Source text:
** Begin **

Generally, the apparent diffusion coefficient (D) can be evaluated by Cottrell equation I = nFAD1/2c0 π-1/2 t-1/2, Where c0 is the catalyst concentration (M), t is the time elapsed (s) and A is the surface area of modified electrodes. Under diffusion control, the value of D could be calculated with the slope of the linear equation of I and t-1/2. In additiom, the catalytic rate constant (k) can be evaluated by the following equation, IC/IL= π1/2 γ1/2 =π1/2 (kc0t)1/2, where IC is the catalytic current of analytes at different modified electrodes in the presence of mediator, IL is the limited current in the absence of analytes. What is the meaning of values of the apparent diffusion coefficient (D) and catalytic rate constant (k) of analytes at different modified electrodes? the D values and the k values of analytes at composite electrode was largest compared with other electrodes, what does that mean for analytes at composite electrode ? For the same analyte, in previously reported in many papers, thier calculated D values and k values are different using different materials modified electrodes,I wonder what caused these results?

** End **

Problem requirements: Extend the forum post above on diffusion coefficients and catalytic rate constants at modified electrodes, starting after its final question.

Given material:
** Begin **

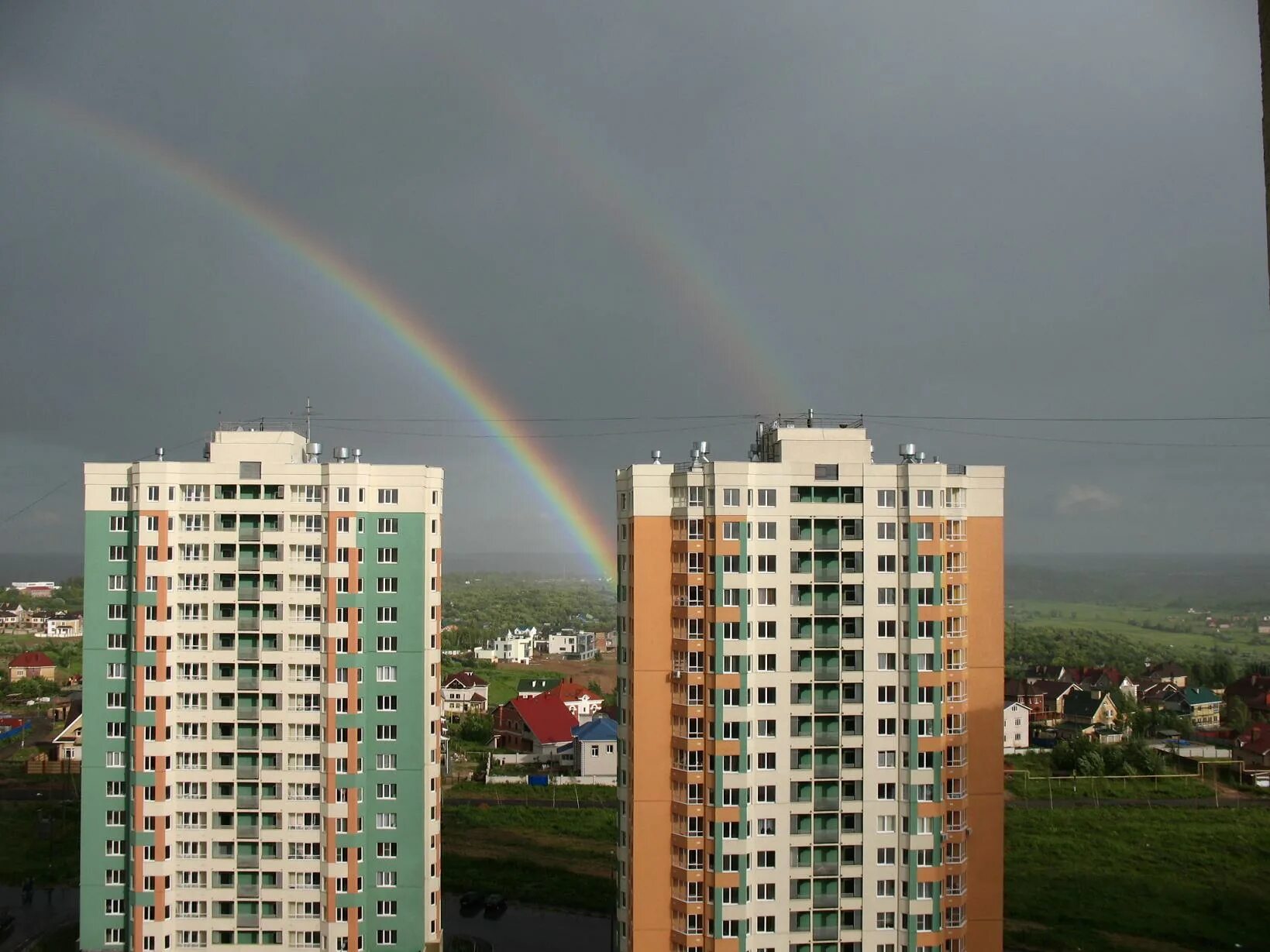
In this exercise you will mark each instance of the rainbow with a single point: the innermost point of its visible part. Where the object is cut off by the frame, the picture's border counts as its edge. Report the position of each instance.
(371, 296)
(680, 264)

** End **

Response:
When you increase the surface area by modifying electrode, diffusion constant D and k both increase. Because D is directly proportional to availability of surface area and current gets enhanced. And as diffusion rate increases, it increases K also. Because D and K has linear relationships.
Your diffusion constant, D, should not change for changing electrodes; it is a property of a specific ion in a specific solution. Cottrell equation holds for diffusion controlled current, i.e. everything at the surface reacts, and at t>0 the concentration of analyte is assumed to be near zero. At that point, your current equals to the diffusion flux of analyte from the bulk to the surface through a growing depletion region. This shouldn't have much to do with kinetics of the reaction, as long as kinetics are fast enough to deplete the analyte as it arrives to the surface. If kinetics are too sluggish for that, the Cottrell equation stops being valid.
I'm not familiar with the second equation for kinetics that you've listed. That seems like something you might want to do with Butler-Volmer.
Dear Dr.Pavel Mardilovich and Dr. Zaheer Masood
Thank you very much for your answer, For the same analyte, in previously reported in many papers, thier calculated D values and k values are different using different materials modified electrodes,I wonder what caused these results?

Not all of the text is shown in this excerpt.